++++ Extract ++++
Courtesy of Bruce Krasting

The Build America Bond program will be a topic of discussion today when Obama meets with Congressional Republicans. Like the Bush tax cuts the enabling legislation for BABS is set to expire in a month. I don’t think the BABs extension is going to meet with any opposition. While it is a side show to the tax issue; BABs is probably more important. If it isn’t extended there is going to be a blowout in the tax-exempt Muni market. Should that happen you can kiss off any hopes of extending the economic recovery. Failure to extend BABs would trigger a (new) fiscal crisis for California. That would quickly spread to a few other key states.

BABs are taxable securities that offer municipal/state issuers a 35% subsidy on interest costs. The subsidy was supposed to be revenue neutral at the federal level. The theory was that the average tax revenue would be close to the 35% paid out. It hasn’t worked like that. The BABs bonds paid a nice yield and were gobbled by investors whose tax rate was closer to zero than the 35%. So the cost falls on the taxpayers and adds to the deficit. So which states are lining up deals that are fleecing federal taxpayers? Mostly Dead Beats (excluding Texas).
++++ Listing ++++
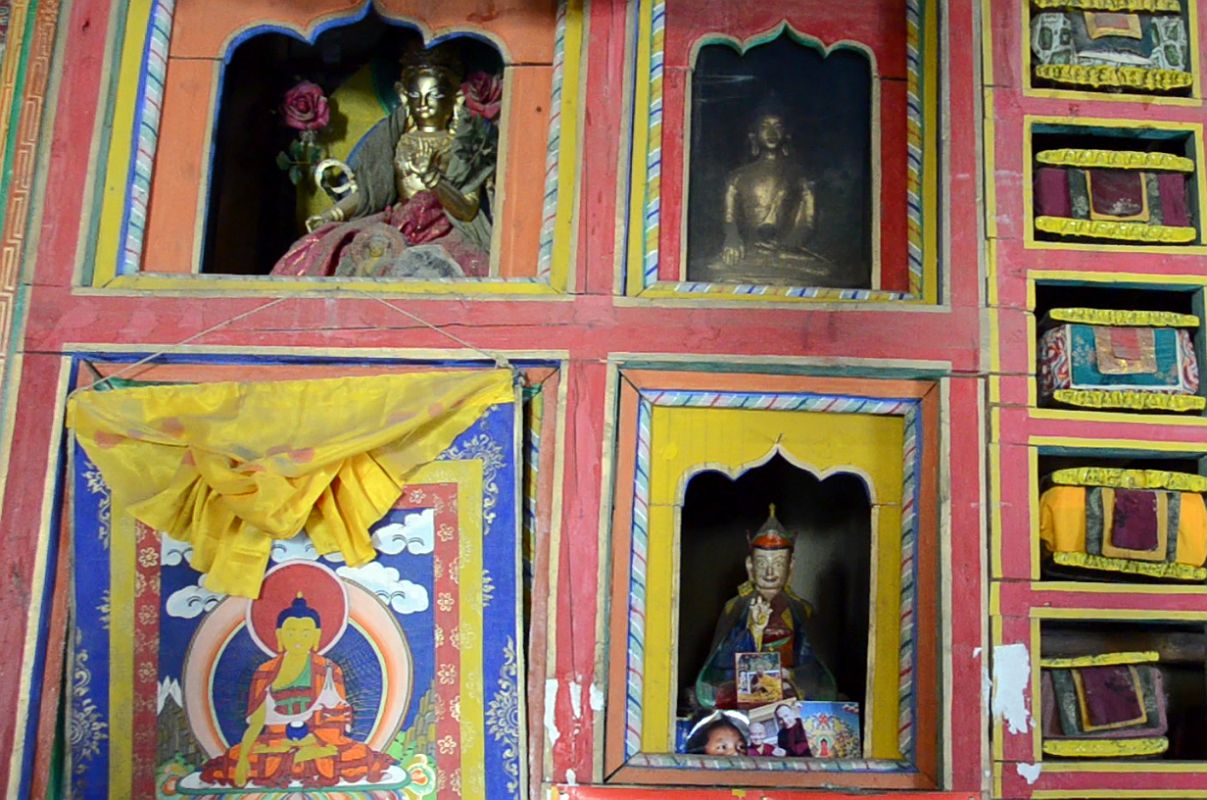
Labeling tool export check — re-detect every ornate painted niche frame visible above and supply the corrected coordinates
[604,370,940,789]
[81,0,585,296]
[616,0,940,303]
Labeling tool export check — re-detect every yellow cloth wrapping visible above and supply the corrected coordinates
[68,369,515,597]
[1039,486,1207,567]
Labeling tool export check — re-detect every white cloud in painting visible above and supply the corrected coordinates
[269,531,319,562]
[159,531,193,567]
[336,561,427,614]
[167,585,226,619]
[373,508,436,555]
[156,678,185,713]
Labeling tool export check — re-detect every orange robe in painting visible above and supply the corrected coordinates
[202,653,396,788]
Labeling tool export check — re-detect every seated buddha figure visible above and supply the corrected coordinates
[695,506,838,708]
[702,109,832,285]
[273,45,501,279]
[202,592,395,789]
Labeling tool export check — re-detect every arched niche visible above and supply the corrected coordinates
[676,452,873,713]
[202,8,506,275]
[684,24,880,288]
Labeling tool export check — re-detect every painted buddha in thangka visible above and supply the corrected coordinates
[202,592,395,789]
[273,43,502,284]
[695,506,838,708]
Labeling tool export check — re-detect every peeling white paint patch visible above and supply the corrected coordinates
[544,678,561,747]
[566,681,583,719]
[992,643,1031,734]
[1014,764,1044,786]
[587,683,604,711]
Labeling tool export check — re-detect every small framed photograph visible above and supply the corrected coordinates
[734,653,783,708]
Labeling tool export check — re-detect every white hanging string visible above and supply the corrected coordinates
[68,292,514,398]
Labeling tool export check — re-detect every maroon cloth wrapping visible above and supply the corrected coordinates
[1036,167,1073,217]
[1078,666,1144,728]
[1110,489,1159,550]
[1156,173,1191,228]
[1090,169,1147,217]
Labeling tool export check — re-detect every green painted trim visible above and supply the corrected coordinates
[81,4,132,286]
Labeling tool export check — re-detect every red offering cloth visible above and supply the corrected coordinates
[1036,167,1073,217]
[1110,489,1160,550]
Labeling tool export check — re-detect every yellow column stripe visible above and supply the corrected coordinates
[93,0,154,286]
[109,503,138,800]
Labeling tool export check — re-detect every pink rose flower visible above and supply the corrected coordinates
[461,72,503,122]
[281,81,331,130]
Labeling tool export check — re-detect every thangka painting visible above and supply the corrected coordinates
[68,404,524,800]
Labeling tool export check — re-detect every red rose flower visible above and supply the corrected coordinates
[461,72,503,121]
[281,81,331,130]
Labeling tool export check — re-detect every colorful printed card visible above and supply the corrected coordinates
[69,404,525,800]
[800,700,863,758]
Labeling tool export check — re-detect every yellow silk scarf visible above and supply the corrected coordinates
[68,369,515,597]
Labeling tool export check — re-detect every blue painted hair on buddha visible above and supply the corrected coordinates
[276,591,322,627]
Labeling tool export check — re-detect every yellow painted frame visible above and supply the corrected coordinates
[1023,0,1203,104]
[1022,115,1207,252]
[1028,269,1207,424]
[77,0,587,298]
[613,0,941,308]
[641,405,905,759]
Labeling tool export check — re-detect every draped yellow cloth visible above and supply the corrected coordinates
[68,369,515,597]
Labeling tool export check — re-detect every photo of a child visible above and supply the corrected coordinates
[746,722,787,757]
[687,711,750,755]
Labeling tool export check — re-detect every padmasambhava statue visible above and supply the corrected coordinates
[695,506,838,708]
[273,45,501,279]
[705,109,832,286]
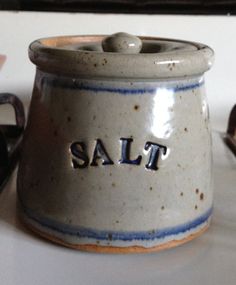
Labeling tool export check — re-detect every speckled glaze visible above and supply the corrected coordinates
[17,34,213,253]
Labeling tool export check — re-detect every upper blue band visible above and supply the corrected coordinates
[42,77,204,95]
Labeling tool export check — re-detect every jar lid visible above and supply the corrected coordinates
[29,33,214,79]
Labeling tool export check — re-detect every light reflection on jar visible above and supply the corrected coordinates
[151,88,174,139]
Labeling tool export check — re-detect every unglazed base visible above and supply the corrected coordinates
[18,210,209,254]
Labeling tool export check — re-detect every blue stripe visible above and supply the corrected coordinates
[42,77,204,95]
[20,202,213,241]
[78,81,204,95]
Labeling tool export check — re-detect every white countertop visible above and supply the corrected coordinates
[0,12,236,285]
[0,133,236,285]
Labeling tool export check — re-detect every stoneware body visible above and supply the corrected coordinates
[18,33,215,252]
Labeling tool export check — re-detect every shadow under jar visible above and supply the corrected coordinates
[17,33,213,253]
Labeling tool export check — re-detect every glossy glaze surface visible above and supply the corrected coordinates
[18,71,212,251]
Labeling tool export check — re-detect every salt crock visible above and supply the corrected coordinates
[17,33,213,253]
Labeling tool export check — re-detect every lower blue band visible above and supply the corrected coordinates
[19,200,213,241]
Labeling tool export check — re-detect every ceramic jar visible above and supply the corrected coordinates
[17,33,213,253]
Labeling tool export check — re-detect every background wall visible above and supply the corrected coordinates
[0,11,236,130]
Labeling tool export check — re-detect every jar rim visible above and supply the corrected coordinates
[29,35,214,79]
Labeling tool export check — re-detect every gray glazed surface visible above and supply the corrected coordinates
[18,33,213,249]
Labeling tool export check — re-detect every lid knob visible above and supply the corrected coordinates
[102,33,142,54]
++++
Could you pick up the Build America Bonds commentary after its last sentence and carry it forward? The records were drawn from a different source than the text.

 

 

BABs creates a tax arbitrage at the expense of taxpayers and to the benefit of (largely tax exempt) investors. The subsidy works. It allows states to pay up in yield while at the same time achieve a net interest cost that that is acceptable. The WSJ had this to say about a Cali BABs deal last week:

The BABs were said to have attracted twice as many bids as the amount on offer, even after the state increased the size of the deal by $525 million because of the strong investor demand.

This comment from the California Treasurer’s spokesman says it all:

“California’s struggling? Hardly. We’re not struggling. We’re succeeding. We’re doing a job that’s vital to California’s fiscal and economic health, and doing it at the best possible price for taxpayers.”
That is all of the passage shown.